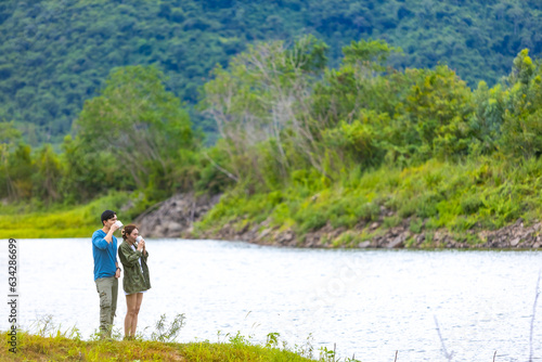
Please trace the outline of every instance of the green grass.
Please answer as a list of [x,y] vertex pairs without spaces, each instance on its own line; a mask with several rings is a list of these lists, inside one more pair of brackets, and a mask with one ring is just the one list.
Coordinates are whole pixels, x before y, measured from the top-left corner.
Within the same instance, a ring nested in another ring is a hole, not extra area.
[[[447,229],[475,245],[480,241],[473,230],[495,230],[520,217],[530,224],[542,214],[542,159],[512,164],[480,157],[459,164],[429,160],[403,169],[352,169],[333,184],[314,172],[294,173],[281,190],[251,195],[241,188],[230,190],[195,224],[195,235],[225,224],[242,230],[267,221],[264,228],[291,228],[302,240],[327,223],[351,231],[369,225],[384,208],[392,215],[384,216],[379,231],[410,218],[413,233]],[[113,193],[87,205],[37,211],[25,205],[7,206],[0,211],[0,238],[86,237],[100,227],[104,209],[116,210],[119,219],[129,222],[137,214],[133,208],[122,211],[130,198],[127,193]],[[359,240],[344,235],[332,244],[356,246]]]
[[86,237],[100,229],[100,216],[113,209],[122,218],[120,208],[129,201],[126,193],[113,193],[81,206],[55,205],[49,209],[31,211],[25,205],[11,205],[0,212],[0,238]]
[[[7,332],[1,332],[7,336]],[[77,334],[42,336],[18,332],[17,353],[9,352],[2,342],[0,361],[317,361],[276,346],[276,334],[270,334],[266,346],[251,344],[249,338],[236,335],[227,341],[195,341],[189,344],[153,340],[82,340]],[[331,361],[326,355],[319,361]]]
[[[306,173],[304,177],[311,178]],[[312,177],[314,178],[314,177]],[[354,169],[334,184],[318,179],[296,179],[283,190],[247,196],[232,191],[196,224],[196,231],[220,229],[225,223],[292,227],[298,237],[327,222],[352,229],[377,220],[380,207],[391,210],[380,229],[393,228],[411,218],[414,233],[447,229],[459,237],[476,237],[470,230],[495,230],[524,218],[526,223],[542,212],[542,159],[512,164],[479,157],[463,163],[429,160],[406,167],[383,166],[360,172]],[[423,222],[425,220],[425,222]],[[356,245],[358,237],[345,235],[334,246]],[[430,237],[427,244],[430,244]]]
=-=-=
▸ EXERCISE AIM: Change "top-left" to "upper-left" in the items from the start up to and including the line with "Coordinates are whole", keeping everything else the same, and give back only those lines without the picture.

▸ FULL OUTPUT:
Please trace the outline of every instance of the green grass.
Please answer as a list of [x,y] vertex pairs without spaces, each instance on its own line; a mask with several rings is a list of these lists, inside one more pair of brackets, and a mask with one ring is just the one list.
Coordinates are whole pixels, x before y, measured from the upper-left corner.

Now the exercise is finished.